### Exercise instructions
[a] Answer these from the Bindead page:
(i) Into what language does the disassembler translate machine code?
(ii) Which executable formats can the tool parse?
(iii) What is the full name of GDSL?
[b] From the Bindead page, write out again the passage that begins at the words "Components of the" and stops after "binary file format.". Substitute "analysis engine" for "analyzer" everywhere it occurs.
[c] Proceed with the Bindead page from the point where it stops.

### Selected passage
Bindead - a static analysis tool for binaries.
Bindead is an analyzer for executable machine code. It features a disassembler that translates machine code bits into an assembler like language (RREIL) that in turn is then analyzed by the static analysis component using abstract interpretation. As Bindead operates on the machine code level, it can be used without having the source code of the program to be analyzed. In fact, the purpose of Bindead is to help with the reverse engineering of executable code or binaries. The analyzer enables one to reason about all the possible runtime behavior of a program and find potential bugs. To this end we perform a collection of (numeric and symbolic) analyses on the program and are able to infer memory access bounds and various other numeric properties statically, i.e. without running the program.
Components of the analyzer:
The disassembler part is designed around the idea of a modular front-end that produces RREIL code from binary code blobs. It uses pluggable front-ends for the input data (file parsing) and the disassemblers/translators.
Binary file formats:
We are able to parse and extract code sections from Linux (ELF) and Windows (PE) executables and our own
RREIL assembler text files. The input file format for binary code chunks though is built around a simple interface and plugins can easily be added for any other file format. Basically any collection of chunks of bytes can be fed to the analyzer if wrapped in our simplified binary file format.
To analyze the code we currently use a hand-written disassembler that translates the binary representation of machine code (chunks of bytes) into the intermediate language RREIL that is then passed on to the analyzer. We can thus use different disassembler front-ends for different architectures with the same code analyzer. Currently we have disassemblers for Intel x86-32 and x86-64 and for the AVR-8 architecture.
As writing front-ends by hand proved to be tedious and error prone and after discussing the issue with people from the reverse engineering community the consensus was that there should be a simpler way to build and share descriptions for machine instructions. Hence, the Generic Decoder Specification Language Toolkit GDSL was started. The project
allows to specify the syntax and semantics of machine instructions in a domain specific language that was
designed for exactly this purpose. GDSL compiles the instructions specification using one of the available language binding back-ends to a disassembler library that can be plugged into other projects. Currently GDSL comes with disassembler specifications for the Intel x86-32 and x86-64 and the AVR-8 architecture, thus replacing the hand written front-ends of the Bindead analyzer.
The static code analyzer together with the disassembler front-ends comprise a recursive descent disassembler. It reconstructs the control flow graph (CFG) of the code while disassembling and analyzing the binary. Contrary to most common disassemblers (e.g.

### Information given
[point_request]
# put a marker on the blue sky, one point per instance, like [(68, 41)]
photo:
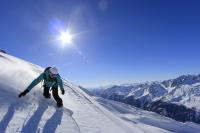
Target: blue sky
[(118, 41)]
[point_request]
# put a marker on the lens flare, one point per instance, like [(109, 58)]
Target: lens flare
[(66, 38)]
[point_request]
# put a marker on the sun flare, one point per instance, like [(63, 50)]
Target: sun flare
[(66, 38)]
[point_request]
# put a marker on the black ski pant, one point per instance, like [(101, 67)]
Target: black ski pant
[(54, 93)]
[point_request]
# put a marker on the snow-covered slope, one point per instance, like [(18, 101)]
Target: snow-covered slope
[(81, 113), (34, 114)]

### Expected results
[a]
(i) RREIL, an assembler-like intermediate language.
(ii) Linux (ELF) and Windows (PE) executables, along with its own RREIL assembler text files.
(iii) The Generic Decoder Specification Language Toolkit.

[b]
Components of the analysis engine:
The disassembler part is designed around the idea of a modular front-end that produces RREIL code from binary code blobs. It uses pluggable front-ends for the input data (file parsing) and the disassemblers/translators.
Binary file formats:
We are able to parse and extract code sections from Linux (ELF) and Windows (PE) executables and our own
RREIL assembler text files. The input file format for binary code chunks though is built around a simple interface and plugins can easily be added for any other file format. Basically any collection of chunks of bytes can be fed to the analysis engine if wrapped in our simplified binary file format.

[c]
objdump) that perform a linear sweep over the code, because of the recursive disassembly method and our static analysis we are able to follow the control flow of the code (e.g. indirect jumps and calls). Thus our disassembler usually produces less disassembly errors (wrongly decoded instructions), discovers more code (code vs. data problem) and is more robust when dealing with obfuscated code. However, an in depth comparison with existing disassemblers given all these problem cases has not been performed. The above statement is thus about the theoretical implications of our disassembler architecture and it depends on the performance and precision of the static analyzer component.
Intermediate Language (RREIL)
The static analyzer uses an intermediate language that was designed to be minimal, concise and
suitable for numeric analyses. The language is inspired by the ideas that went into Zynamics' REIL adding revisions for some shortcomings of REIL. For example by exposing
comparisons explicitly the memory bounds analysis can be greatly improved. Hence the name RREIL for Relational REIL where REIL is an acronym for Reverse Engineering Intermediate Language.
More information on the features of the language and its semantics can be found on the RREIL introduction page and in the PhD Thesis about the analyzer or the WCRE 11 paper.
In addition to the disassembler front-ends that translate binary code to RREIL we also have an assembler to RREIL. This allows us to write test examples for the analyzer directly in RREIL without the necessity to first compile code and disassemble it.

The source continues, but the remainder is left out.